What is needed
Repeat every line of the listing below exactly, minus the pictures.
** Begin Material for the task **
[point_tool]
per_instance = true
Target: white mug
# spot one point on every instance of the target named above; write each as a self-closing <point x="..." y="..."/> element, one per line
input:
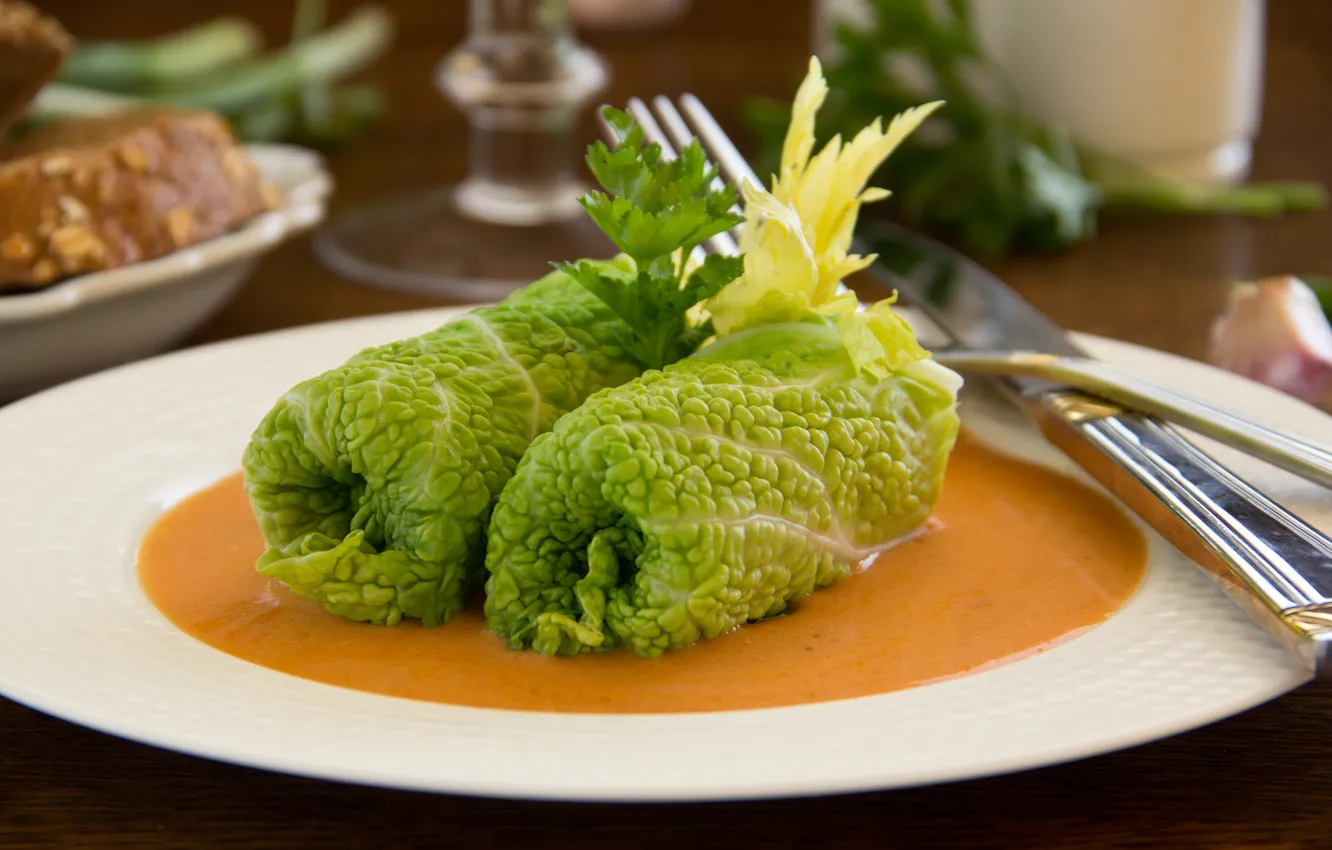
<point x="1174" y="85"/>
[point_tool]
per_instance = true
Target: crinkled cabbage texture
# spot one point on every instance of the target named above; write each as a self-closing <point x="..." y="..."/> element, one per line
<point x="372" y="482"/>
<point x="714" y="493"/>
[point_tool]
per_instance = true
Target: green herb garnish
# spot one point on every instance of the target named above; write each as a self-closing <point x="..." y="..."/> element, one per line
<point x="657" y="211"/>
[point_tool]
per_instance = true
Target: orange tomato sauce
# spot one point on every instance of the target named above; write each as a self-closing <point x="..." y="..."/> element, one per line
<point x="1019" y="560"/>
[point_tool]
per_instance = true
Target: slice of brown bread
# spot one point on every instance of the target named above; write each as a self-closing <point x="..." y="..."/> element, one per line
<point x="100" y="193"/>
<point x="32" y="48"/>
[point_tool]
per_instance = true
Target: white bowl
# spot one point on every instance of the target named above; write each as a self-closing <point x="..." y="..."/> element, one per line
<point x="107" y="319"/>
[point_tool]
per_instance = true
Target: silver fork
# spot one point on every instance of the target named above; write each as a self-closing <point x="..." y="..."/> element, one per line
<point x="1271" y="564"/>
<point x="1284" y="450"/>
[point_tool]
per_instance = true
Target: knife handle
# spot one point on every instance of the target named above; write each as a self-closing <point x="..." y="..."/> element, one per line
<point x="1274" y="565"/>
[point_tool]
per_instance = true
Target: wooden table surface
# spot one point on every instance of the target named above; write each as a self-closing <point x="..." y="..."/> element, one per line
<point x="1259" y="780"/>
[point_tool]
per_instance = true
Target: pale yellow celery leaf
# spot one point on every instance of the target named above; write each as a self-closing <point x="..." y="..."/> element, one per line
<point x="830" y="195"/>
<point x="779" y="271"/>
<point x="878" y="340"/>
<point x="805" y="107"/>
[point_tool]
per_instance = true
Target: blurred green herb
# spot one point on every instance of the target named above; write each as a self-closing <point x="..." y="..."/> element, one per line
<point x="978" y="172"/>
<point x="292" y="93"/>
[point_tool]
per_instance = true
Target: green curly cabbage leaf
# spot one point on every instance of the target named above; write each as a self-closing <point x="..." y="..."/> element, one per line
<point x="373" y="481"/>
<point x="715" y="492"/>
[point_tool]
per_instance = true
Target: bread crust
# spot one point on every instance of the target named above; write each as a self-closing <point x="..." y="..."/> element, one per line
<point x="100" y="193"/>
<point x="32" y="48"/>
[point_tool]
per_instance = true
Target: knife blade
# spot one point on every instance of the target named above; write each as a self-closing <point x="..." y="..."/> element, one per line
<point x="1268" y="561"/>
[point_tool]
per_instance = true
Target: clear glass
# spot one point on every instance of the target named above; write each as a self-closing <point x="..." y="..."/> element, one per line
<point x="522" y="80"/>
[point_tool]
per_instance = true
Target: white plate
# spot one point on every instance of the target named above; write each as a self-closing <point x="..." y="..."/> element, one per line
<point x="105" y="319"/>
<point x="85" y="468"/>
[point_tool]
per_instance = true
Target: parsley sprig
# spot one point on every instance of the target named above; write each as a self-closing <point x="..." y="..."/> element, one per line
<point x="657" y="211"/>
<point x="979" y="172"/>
** End Material for the task **
Reply
[point_tool]
per_instance = true
Target: white mug
# spot one point on every instance of the target named above; write each as a self-closing <point x="..." y="..."/> element, one per line
input:
<point x="1174" y="85"/>
[point_tool]
per_instance = true
Target: crinkled cabbage texture
# spot one point on every instance of the target named above; write each as a self-closing <point x="..." y="..."/> element, one per line
<point x="372" y="482"/>
<point x="714" y="493"/>
[point_tool]
per_instance = true
Target: green herb garnish
# spot one point on every instance of the target named above; write each as a self-closing <point x="..." y="..."/> element, one per line
<point x="657" y="211"/>
[point_tool]
per_instance = true
Target: orange tomato sauce
# spot one point on every instance of the target named above; write each as a self-closing <point x="..." y="..."/> element, one per line
<point x="1019" y="560"/>
[point_tool]
per_instance = true
Target: slice of brown bread
# spot one point on every instance of the target named above; write each as a self-closing <point x="..." y="..."/> element, one per line
<point x="100" y="193"/>
<point x="32" y="48"/>
[point_tool]
per_instance = true
Target: white bowl
# spot one point on every instance of the target named above; write each as a self-closing <point x="..." y="..."/> element, one per line
<point x="107" y="319"/>
[point_tool]
per_instance = true
Target: silver fork
# spot one point on every instance of the target named above; write each as a self-closing <point x="..." y="..."/> element, one per line
<point x="1271" y="564"/>
<point x="1284" y="450"/>
[point_tool]
per_instance = true
Target: knife handle
# spot one point on every instance of the target named above; write each as a self-closing <point x="..." y="..."/> element, one per line
<point x="1274" y="565"/>
[point_tool]
per_instance = true
Target: wooden table surface
# spot one point on every instance of the target named above; write each as a self-closing <point x="..." y="..."/> element, one per line
<point x="1259" y="780"/>
[point_tool]
per_instance = true
Target: pale yellow celery leaf
# spot one point on every instance of the target named above; write each as a self-closing <point x="..." y="..."/> element, one per line
<point x="830" y="195"/>
<point x="779" y="271"/>
<point x="878" y="340"/>
<point x="805" y="107"/>
[point_tool]
per_instance = true
Target: blurred green herb
# spot one point on every instance of the target named above; write each as a self-closing <point x="..." y="..."/> element, one per line
<point x="978" y="172"/>
<point x="292" y="93"/>
[point_tool]
per_instance = true
Target: green curly cabbage leaf
# spot one point on every instance of the target named above; write each as a self-closing <point x="..." y="..."/> element, one per line
<point x="373" y="481"/>
<point x="715" y="492"/>
[point_tool]
per_instance = true
Target: bread crust
# spot one point on every instance of the target named above; write each as a self-closing <point x="..." y="..."/> element, one per line
<point x="100" y="193"/>
<point x="32" y="48"/>
[point_tool]
per_instance = true
Target: knife blade
# spot one point on every instance of the target named above; write each as a self-closing <point x="..." y="..."/> element, one per line
<point x="1268" y="561"/>
[point_tool]
per_instance = true
Target: clear glass
# spot one point on every instance of the target named above; write each as a self-closing <point x="..." y="..."/> element, one per line
<point x="522" y="80"/>
[point_tool]
per_instance = true
Target: white plate
# spot one point on every instance of the target named above; write each as a self-closing <point x="..." y="..."/> element, one per line
<point x="105" y="319"/>
<point x="85" y="468"/>
[point_tool]
per_instance = true
Target: parsley sprig
# spot one point on every instance of the target named above; write each as a self-closing <point x="..." y="..."/> element, one per line
<point x="657" y="211"/>
<point x="979" y="172"/>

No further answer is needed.